■ **Exercise description**:
Copy exactly, and only, the lines from the line containing "Please place a point on every instance of the blue hulled" through the last line of the records below, both included.

■ **Given data**:
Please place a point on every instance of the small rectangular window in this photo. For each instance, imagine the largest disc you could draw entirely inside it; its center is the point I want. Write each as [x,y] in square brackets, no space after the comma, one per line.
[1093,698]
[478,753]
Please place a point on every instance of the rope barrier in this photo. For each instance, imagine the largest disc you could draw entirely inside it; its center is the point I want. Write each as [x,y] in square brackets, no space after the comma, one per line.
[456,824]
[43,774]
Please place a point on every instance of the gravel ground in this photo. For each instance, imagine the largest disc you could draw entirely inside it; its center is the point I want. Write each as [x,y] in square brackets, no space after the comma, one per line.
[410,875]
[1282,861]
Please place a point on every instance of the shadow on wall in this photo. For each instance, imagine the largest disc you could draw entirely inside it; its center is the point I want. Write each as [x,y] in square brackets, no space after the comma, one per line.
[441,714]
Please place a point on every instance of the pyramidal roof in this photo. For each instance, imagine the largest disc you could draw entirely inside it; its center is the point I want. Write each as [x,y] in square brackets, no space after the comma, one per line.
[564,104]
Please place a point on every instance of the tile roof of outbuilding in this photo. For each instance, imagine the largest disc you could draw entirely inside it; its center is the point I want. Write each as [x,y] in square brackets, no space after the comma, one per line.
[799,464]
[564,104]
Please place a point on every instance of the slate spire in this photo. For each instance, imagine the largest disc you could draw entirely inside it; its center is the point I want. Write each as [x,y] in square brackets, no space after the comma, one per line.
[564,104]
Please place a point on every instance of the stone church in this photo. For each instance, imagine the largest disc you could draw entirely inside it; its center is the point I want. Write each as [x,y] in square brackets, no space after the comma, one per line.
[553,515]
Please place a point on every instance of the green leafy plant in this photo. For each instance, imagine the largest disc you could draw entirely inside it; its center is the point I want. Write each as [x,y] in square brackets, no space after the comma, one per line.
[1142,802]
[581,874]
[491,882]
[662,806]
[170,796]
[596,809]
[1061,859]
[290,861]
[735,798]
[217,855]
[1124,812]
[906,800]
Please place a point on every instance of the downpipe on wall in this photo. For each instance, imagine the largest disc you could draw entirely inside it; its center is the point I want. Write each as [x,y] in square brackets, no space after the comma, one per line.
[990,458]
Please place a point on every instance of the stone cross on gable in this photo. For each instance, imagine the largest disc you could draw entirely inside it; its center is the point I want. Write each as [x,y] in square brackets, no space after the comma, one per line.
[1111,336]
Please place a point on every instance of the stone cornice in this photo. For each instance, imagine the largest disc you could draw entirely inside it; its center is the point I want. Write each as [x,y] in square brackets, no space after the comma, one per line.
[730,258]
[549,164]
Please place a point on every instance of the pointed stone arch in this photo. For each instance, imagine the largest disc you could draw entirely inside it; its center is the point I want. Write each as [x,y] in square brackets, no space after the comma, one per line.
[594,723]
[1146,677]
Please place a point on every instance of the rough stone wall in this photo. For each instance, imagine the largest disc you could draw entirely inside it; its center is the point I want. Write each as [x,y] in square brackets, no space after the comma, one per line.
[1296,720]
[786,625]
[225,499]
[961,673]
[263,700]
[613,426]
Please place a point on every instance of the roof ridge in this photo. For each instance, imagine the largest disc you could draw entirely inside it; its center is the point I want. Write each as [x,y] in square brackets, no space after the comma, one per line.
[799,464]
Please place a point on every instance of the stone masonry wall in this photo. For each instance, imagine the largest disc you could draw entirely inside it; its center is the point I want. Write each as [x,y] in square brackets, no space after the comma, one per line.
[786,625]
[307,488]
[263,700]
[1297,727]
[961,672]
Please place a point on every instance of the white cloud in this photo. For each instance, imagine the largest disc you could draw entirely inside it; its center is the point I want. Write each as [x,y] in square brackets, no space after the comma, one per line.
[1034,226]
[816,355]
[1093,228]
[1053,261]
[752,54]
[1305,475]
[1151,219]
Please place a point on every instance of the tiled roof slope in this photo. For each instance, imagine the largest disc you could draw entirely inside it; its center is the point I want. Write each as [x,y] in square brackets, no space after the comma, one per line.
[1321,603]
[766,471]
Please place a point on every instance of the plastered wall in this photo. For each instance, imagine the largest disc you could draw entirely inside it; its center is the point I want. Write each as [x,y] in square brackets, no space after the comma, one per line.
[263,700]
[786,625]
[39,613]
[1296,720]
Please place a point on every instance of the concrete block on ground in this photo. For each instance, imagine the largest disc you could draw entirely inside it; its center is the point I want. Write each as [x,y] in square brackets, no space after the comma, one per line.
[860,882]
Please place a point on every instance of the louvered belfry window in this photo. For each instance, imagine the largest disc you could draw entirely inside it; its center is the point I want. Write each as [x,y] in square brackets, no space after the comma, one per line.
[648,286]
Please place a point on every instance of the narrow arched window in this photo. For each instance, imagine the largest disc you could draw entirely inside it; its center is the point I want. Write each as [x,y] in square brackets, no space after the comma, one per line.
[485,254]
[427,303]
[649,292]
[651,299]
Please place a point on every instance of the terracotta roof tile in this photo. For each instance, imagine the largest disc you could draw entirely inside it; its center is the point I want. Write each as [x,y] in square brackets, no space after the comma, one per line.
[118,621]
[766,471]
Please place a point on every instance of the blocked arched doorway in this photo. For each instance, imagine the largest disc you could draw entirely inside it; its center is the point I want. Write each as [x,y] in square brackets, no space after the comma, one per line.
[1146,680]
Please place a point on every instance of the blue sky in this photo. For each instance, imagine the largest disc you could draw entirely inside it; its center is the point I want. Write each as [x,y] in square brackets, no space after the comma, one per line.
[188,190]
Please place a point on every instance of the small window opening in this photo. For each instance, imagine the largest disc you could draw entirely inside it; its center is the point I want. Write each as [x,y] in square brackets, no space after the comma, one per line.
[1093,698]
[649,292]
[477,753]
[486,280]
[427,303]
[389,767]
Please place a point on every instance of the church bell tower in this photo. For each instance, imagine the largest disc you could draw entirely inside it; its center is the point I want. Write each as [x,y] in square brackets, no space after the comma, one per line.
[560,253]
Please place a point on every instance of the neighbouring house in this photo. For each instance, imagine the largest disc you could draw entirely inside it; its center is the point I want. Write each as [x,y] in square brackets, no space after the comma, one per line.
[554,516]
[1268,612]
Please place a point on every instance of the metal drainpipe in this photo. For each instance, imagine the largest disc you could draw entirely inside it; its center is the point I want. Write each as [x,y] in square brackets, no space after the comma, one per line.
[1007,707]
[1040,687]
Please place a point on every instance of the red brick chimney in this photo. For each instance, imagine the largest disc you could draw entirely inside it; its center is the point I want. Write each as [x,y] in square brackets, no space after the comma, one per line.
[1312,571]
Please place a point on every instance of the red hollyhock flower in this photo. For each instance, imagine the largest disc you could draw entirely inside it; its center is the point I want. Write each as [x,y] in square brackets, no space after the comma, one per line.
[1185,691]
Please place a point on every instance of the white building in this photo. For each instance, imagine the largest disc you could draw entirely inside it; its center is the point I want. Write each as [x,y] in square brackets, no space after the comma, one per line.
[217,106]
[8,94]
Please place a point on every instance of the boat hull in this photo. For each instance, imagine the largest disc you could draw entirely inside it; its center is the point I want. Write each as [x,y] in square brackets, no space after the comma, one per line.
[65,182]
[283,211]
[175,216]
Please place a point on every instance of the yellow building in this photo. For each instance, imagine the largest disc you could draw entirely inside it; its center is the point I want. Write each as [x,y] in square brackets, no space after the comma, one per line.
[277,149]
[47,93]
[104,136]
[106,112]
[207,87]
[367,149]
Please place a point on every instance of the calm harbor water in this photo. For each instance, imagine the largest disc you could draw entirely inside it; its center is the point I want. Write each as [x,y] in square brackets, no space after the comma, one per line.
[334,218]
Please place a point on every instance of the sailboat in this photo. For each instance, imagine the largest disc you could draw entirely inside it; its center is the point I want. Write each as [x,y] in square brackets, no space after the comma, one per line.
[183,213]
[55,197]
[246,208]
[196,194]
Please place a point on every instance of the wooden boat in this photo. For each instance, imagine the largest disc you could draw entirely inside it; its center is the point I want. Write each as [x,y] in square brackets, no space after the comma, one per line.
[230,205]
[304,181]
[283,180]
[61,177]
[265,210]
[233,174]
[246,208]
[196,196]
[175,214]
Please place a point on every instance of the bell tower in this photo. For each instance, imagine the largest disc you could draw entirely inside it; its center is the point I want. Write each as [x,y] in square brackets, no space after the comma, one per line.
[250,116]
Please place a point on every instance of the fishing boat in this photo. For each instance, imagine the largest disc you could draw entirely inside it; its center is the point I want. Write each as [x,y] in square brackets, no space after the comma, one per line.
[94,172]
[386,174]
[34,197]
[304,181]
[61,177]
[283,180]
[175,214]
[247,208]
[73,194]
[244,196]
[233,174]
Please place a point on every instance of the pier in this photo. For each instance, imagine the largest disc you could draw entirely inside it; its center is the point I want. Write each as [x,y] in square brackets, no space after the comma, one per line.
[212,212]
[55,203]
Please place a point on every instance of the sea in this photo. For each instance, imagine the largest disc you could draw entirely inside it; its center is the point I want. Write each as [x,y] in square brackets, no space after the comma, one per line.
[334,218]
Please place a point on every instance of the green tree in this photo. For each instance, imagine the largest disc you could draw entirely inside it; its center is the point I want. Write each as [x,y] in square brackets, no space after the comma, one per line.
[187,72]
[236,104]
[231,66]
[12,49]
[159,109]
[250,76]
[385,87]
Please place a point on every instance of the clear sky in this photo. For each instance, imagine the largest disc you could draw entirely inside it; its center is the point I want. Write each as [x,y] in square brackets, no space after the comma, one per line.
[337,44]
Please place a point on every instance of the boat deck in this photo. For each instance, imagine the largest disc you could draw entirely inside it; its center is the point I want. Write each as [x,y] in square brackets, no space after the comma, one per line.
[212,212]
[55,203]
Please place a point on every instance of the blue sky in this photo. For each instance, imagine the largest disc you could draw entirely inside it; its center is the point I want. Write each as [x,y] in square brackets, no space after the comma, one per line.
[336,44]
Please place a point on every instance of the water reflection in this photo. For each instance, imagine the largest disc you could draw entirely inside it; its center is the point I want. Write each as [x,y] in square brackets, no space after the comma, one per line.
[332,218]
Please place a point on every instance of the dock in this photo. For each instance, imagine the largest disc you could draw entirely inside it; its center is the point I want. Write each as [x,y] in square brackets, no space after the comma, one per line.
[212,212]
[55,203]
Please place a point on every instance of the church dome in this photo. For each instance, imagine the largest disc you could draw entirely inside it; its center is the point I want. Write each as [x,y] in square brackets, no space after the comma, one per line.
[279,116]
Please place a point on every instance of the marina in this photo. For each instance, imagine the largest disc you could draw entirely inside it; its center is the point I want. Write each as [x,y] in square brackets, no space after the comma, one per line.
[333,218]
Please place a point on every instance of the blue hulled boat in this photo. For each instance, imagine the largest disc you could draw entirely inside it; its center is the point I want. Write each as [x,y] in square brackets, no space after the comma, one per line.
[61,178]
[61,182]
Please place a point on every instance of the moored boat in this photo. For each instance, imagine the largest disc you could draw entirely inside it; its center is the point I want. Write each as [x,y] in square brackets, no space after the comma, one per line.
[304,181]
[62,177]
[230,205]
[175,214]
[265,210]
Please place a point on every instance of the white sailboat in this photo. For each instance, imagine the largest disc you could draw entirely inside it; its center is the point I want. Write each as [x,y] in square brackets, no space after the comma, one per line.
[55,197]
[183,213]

■ **Response below**:
Please place a point on every instance of the blue hulled boat in this photo. For each instance, imagine the largest disc you could draw entirely inside it; its center is the point I want. Write each as [x,y] in square brackets, no space after the comma, one per line.
[61,178]
[61,182]
Please place a point on every instance of the moored boat in this photo. For each instance, imagine the largest disc you could draw entirely inside it; its center is the point I want. Write each as [x,y] in square brackets, no space after the comma, one per line.
[304,181]
[62,177]
[230,205]
[175,214]
[265,210]
Please place a point on every instance of the white sailboat in this photo. For each instance, imagine the largest disc you could draw entirely inside it; its center is the point I want. Write each as [x,y] in square brackets, no space after the comma, one per line.
[55,197]
[183,213]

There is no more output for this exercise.